*TASK TO COMPLETE*
Beginning with the line that holds "Run detection for man in white" and ending with the last line of the entries, please output each line exactly, apart from any pictures.

*EXTRACTED INFORMATION*
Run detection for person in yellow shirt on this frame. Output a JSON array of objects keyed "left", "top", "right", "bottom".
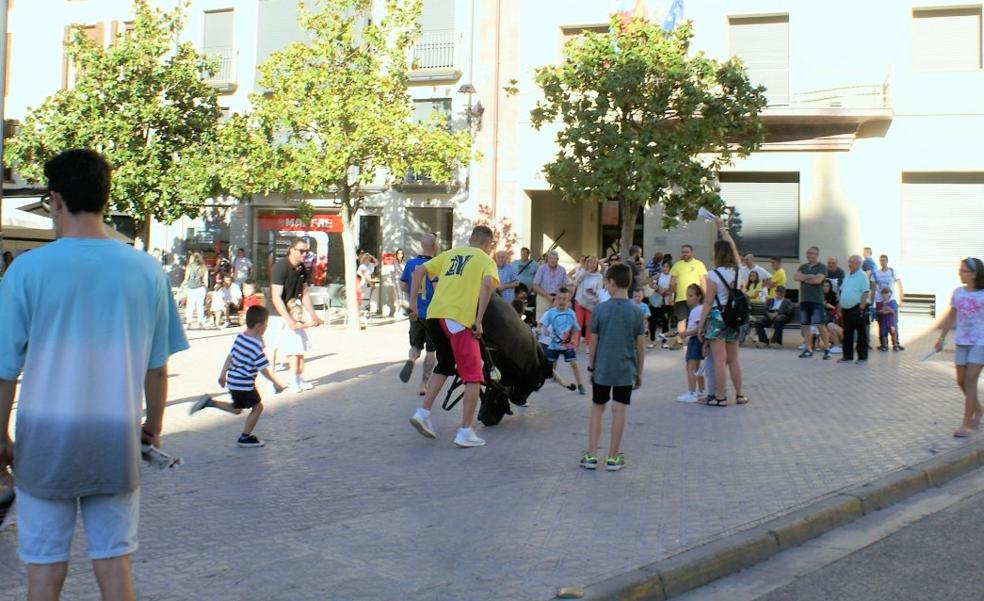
[
  {"left": 668, "top": 245, "right": 707, "bottom": 347},
  {"left": 407, "top": 225, "right": 499, "bottom": 448},
  {"left": 767, "top": 256, "right": 787, "bottom": 300}
]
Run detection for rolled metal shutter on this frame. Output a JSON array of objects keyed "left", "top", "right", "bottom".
[
  {"left": 902, "top": 173, "right": 984, "bottom": 264},
  {"left": 719, "top": 172, "right": 800, "bottom": 259}
]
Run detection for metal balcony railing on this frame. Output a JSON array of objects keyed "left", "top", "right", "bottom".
[
  {"left": 790, "top": 79, "right": 891, "bottom": 109},
  {"left": 411, "top": 29, "right": 456, "bottom": 70},
  {"left": 203, "top": 49, "right": 236, "bottom": 86}
]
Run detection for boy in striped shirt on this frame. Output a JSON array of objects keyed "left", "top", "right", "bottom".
[{"left": 190, "top": 306, "right": 285, "bottom": 447}]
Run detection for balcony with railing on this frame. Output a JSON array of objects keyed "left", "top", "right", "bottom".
[
  {"left": 203, "top": 48, "right": 237, "bottom": 94},
  {"left": 757, "top": 70, "right": 894, "bottom": 151},
  {"left": 408, "top": 29, "right": 461, "bottom": 82}
]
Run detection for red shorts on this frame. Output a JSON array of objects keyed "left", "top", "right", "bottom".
[{"left": 428, "top": 319, "right": 484, "bottom": 383}]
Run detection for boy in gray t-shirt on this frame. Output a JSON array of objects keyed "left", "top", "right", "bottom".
[{"left": 584, "top": 263, "right": 646, "bottom": 472}]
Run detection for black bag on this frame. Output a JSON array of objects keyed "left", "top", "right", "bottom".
[{"left": 713, "top": 268, "right": 750, "bottom": 329}]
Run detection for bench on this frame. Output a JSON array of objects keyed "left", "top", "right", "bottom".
[
  {"left": 749, "top": 301, "right": 801, "bottom": 331},
  {"left": 900, "top": 293, "right": 936, "bottom": 318}
]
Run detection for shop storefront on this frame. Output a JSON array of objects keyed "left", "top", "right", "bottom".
[{"left": 254, "top": 210, "right": 344, "bottom": 287}]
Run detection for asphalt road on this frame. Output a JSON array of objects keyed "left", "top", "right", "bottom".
[{"left": 752, "top": 487, "right": 984, "bottom": 601}]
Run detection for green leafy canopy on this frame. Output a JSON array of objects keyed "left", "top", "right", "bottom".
[
  {"left": 4, "top": 0, "right": 222, "bottom": 229},
  {"left": 530, "top": 18, "right": 767, "bottom": 231},
  {"left": 218, "top": 0, "right": 473, "bottom": 208}
]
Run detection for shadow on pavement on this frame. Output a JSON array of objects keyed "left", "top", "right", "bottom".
[{"left": 310, "top": 361, "right": 404, "bottom": 386}]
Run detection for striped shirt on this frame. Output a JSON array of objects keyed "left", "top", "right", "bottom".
[{"left": 226, "top": 333, "right": 269, "bottom": 391}]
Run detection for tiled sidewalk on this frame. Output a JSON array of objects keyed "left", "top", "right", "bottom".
[{"left": 0, "top": 319, "right": 969, "bottom": 601}]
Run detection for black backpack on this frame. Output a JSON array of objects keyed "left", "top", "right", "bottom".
[{"left": 713, "top": 268, "right": 750, "bottom": 329}]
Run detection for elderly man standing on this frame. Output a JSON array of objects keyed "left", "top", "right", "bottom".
[
  {"left": 838, "top": 254, "right": 871, "bottom": 364},
  {"left": 533, "top": 250, "right": 569, "bottom": 319},
  {"left": 495, "top": 250, "right": 519, "bottom": 301}
]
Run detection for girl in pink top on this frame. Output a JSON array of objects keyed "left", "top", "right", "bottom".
[{"left": 936, "top": 257, "right": 984, "bottom": 437}]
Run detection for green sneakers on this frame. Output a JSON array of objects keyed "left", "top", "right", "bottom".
[
  {"left": 606, "top": 454, "right": 625, "bottom": 471},
  {"left": 581, "top": 452, "right": 626, "bottom": 471}
]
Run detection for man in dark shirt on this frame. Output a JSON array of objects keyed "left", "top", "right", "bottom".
[
  {"left": 826, "top": 255, "right": 846, "bottom": 293},
  {"left": 794, "top": 245, "right": 831, "bottom": 360},
  {"left": 269, "top": 237, "right": 322, "bottom": 390}
]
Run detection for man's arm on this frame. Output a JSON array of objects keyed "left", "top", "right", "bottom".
[
  {"left": 270, "top": 284, "right": 292, "bottom": 324},
  {"left": 143, "top": 365, "right": 168, "bottom": 449},
  {"left": 408, "top": 264, "right": 427, "bottom": 318},
  {"left": 473, "top": 275, "right": 496, "bottom": 337},
  {"left": 301, "top": 285, "right": 323, "bottom": 327},
  {"left": 0, "top": 378, "right": 17, "bottom": 472},
  {"left": 896, "top": 278, "right": 904, "bottom": 309}
]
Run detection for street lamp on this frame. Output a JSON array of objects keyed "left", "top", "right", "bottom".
[{"left": 458, "top": 83, "right": 484, "bottom": 131}]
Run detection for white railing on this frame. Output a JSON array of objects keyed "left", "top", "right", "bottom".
[
  {"left": 790, "top": 79, "right": 891, "bottom": 109},
  {"left": 411, "top": 29, "right": 456, "bottom": 70},
  {"left": 204, "top": 49, "right": 236, "bottom": 85}
]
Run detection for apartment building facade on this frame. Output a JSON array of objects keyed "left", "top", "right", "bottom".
[
  {"left": 505, "top": 0, "right": 984, "bottom": 310},
  {"left": 3, "top": 1, "right": 982, "bottom": 310},
  {"left": 2, "top": 0, "right": 488, "bottom": 288}
]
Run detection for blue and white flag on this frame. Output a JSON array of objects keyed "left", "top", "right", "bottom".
[{"left": 661, "top": 0, "right": 684, "bottom": 31}]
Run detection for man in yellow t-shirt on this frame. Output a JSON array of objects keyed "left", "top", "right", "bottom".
[
  {"left": 668, "top": 244, "right": 707, "bottom": 346},
  {"left": 767, "top": 256, "right": 787, "bottom": 300},
  {"left": 407, "top": 225, "right": 499, "bottom": 448}
]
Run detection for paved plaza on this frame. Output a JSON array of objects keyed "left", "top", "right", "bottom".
[{"left": 0, "top": 316, "right": 976, "bottom": 600}]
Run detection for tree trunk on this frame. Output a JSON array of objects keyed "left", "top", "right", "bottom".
[
  {"left": 340, "top": 189, "right": 362, "bottom": 330},
  {"left": 618, "top": 197, "right": 639, "bottom": 260}
]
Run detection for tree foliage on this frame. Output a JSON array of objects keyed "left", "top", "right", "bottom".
[
  {"left": 530, "top": 18, "right": 767, "bottom": 254},
  {"left": 221, "top": 0, "right": 473, "bottom": 328},
  {"left": 4, "top": 0, "right": 222, "bottom": 242}
]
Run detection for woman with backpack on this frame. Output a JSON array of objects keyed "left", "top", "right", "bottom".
[{"left": 697, "top": 216, "right": 747, "bottom": 407}]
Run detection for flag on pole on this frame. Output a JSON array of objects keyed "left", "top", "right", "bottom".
[{"left": 661, "top": 0, "right": 684, "bottom": 31}]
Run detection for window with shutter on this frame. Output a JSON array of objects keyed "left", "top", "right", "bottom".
[
  {"left": 902, "top": 173, "right": 984, "bottom": 264},
  {"left": 719, "top": 172, "right": 800, "bottom": 258},
  {"left": 912, "top": 7, "right": 982, "bottom": 72},
  {"left": 728, "top": 15, "right": 789, "bottom": 106}
]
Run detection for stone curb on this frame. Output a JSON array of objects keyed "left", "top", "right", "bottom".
[{"left": 578, "top": 439, "right": 984, "bottom": 601}]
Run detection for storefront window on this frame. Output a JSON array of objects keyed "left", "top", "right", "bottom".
[{"left": 254, "top": 210, "right": 344, "bottom": 288}]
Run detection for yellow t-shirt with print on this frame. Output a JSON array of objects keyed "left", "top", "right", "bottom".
[
  {"left": 424, "top": 246, "right": 500, "bottom": 327},
  {"left": 768, "top": 267, "right": 787, "bottom": 299},
  {"left": 669, "top": 258, "right": 707, "bottom": 302}
]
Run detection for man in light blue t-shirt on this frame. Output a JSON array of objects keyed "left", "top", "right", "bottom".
[{"left": 0, "top": 149, "right": 188, "bottom": 598}]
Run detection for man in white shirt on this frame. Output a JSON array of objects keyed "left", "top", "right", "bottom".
[
  {"left": 738, "top": 253, "right": 772, "bottom": 288},
  {"left": 232, "top": 247, "right": 253, "bottom": 287}
]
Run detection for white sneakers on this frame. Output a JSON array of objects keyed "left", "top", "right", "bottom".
[
  {"left": 677, "top": 391, "right": 699, "bottom": 403},
  {"left": 410, "top": 409, "right": 437, "bottom": 439},
  {"left": 453, "top": 428, "right": 486, "bottom": 448},
  {"left": 830, "top": 345, "right": 843, "bottom": 354},
  {"left": 288, "top": 377, "right": 314, "bottom": 393},
  {"left": 409, "top": 409, "right": 485, "bottom": 447}
]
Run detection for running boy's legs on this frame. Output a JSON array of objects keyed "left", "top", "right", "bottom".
[{"left": 242, "top": 403, "right": 263, "bottom": 436}]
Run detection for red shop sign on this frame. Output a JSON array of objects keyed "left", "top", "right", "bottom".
[
  {"left": 381, "top": 252, "right": 396, "bottom": 266},
  {"left": 257, "top": 213, "right": 343, "bottom": 233}
]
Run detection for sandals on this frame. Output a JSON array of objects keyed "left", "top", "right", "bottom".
[
  {"left": 954, "top": 427, "right": 974, "bottom": 438},
  {"left": 736, "top": 395, "right": 749, "bottom": 405},
  {"left": 706, "top": 395, "right": 728, "bottom": 407}
]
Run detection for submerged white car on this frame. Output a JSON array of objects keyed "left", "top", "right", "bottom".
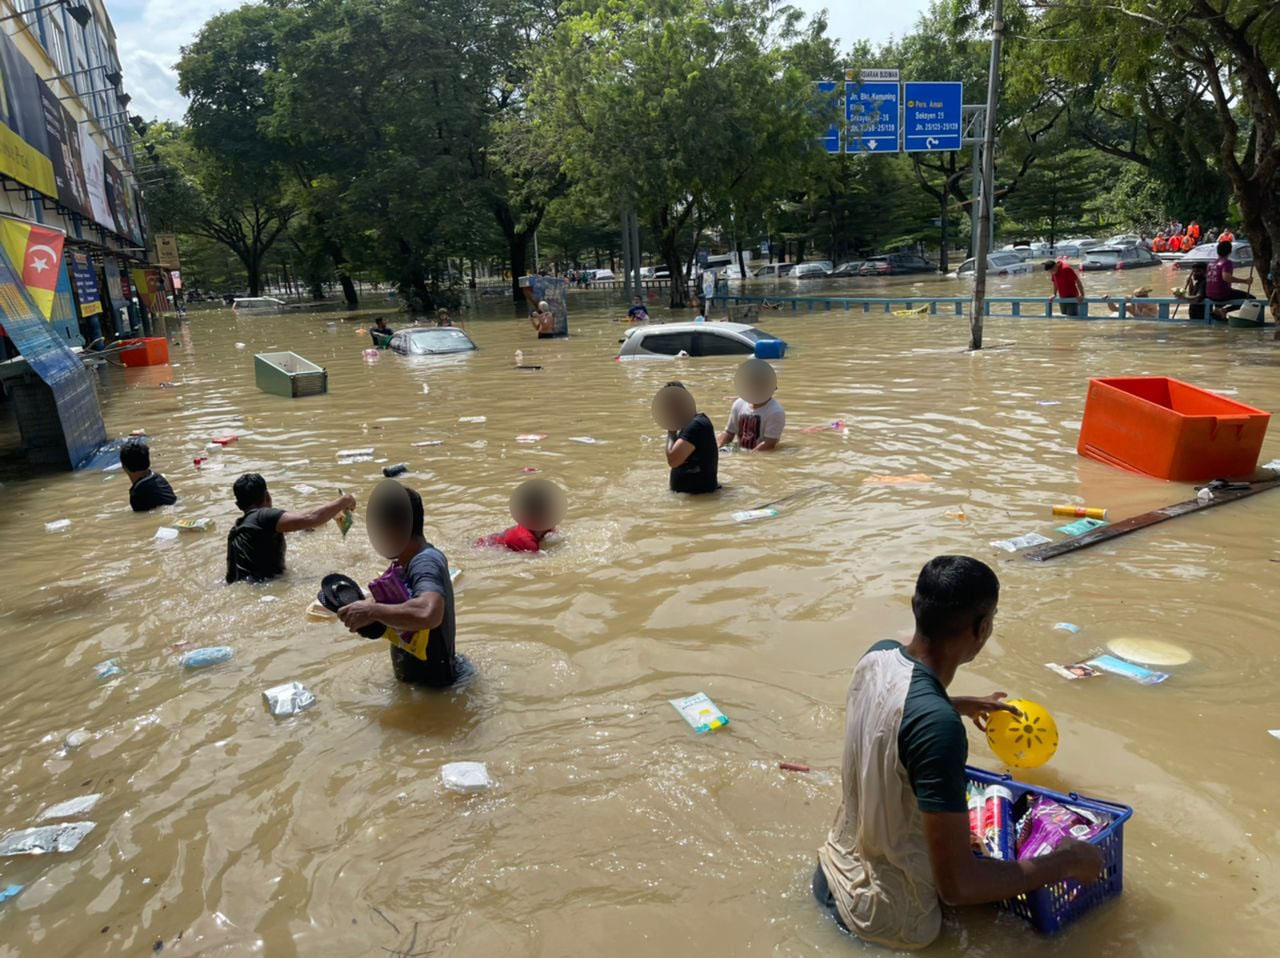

*ANSWER TO THIS EXERCISE*
Run detection for man in white shirt on this frame. Output a JSON array of objects keyed "left", "top", "right", "bottom".
[
  {"left": 738, "top": 253, "right": 772, "bottom": 288},
  {"left": 232, "top": 247, "right": 253, "bottom": 287}
]
Run detection for white sneakers on this frame. Output a JSON array of objects keyed "left", "top", "right", "bottom".
[
  {"left": 677, "top": 391, "right": 699, "bottom": 403},
  {"left": 410, "top": 409, "right": 437, "bottom": 439},
  {"left": 453, "top": 428, "right": 486, "bottom": 448},
  {"left": 830, "top": 345, "right": 843, "bottom": 354},
  {"left": 288, "top": 377, "right": 314, "bottom": 393},
  {"left": 409, "top": 409, "right": 485, "bottom": 447}
]
Run detection for running boy's legs on this frame. Output a JSON array of objects keyed "left", "top", "right", "bottom".
[{"left": 242, "top": 403, "right": 263, "bottom": 436}]
Run detection for red shop sign on this frame. Output a JSON array of objects keyed "left", "top", "right", "bottom".
[
  {"left": 381, "top": 252, "right": 396, "bottom": 266},
  {"left": 257, "top": 213, "right": 343, "bottom": 233}
]
Run detection for sandals on this frame. Output a JSON array of objects keyed "left", "top", "right", "bottom".
[
  {"left": 954, "top": 427, "right": 974, "bottom": 438},
  {"left": 736, "top": 395, "right": 749, "bottom": 405},
  {"left": 706, "top": 395, "right": 728, "bottom": 407}
]
Run detection for submerged white car on this frame. Output a JSON array of objects keyed "left", "top", "right", "bottom".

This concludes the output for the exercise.